(Your goal) Rewrite each of the following records as a numbered list of its lines, leaving out any blank lines.

(Data supplied)
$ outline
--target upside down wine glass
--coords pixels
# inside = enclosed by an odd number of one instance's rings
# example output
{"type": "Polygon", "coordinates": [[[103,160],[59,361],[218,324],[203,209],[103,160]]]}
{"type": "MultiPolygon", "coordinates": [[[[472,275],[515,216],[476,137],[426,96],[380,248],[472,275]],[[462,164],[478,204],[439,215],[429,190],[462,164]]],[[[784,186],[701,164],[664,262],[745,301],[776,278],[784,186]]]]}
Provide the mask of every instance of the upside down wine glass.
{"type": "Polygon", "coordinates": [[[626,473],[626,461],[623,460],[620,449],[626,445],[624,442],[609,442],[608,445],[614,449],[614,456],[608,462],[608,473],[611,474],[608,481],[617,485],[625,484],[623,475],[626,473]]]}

(Answer to this exercise)
1. $ outline
2. --target upside down wine glass
3. --coords pixels
4. # inside = enclosed by an odd number of one instance's rings
5. # example output
6. {"type": "Polygon", "coordinates": [[[103,160],[59,361],[218,324],[203,209],[103,160]]]}
7. {"type": "MultiPolygon", "coordinates": [[[[472,275],[515,216],[476,137],[426,96],[380,248],[472,275]],[[462,164],[478,204],[439,215],[429,190],[462,164]]],[[[784,186],[701,164],[664,262],[745,301],[776,278],[784,186]]]]}
8. Provide the mask of every instance of the upside down wine glass.
9. {"type": "Polygon", "coordinates": [[[626,473],[626,461],[623,460],[620,449],[626,445],[624,442],[609,442],[608,445],[614,449],[614,456],[608,462],[608,473],[611,474],[608,481],[617,485],[625,484],[623,475],[626,473]]]}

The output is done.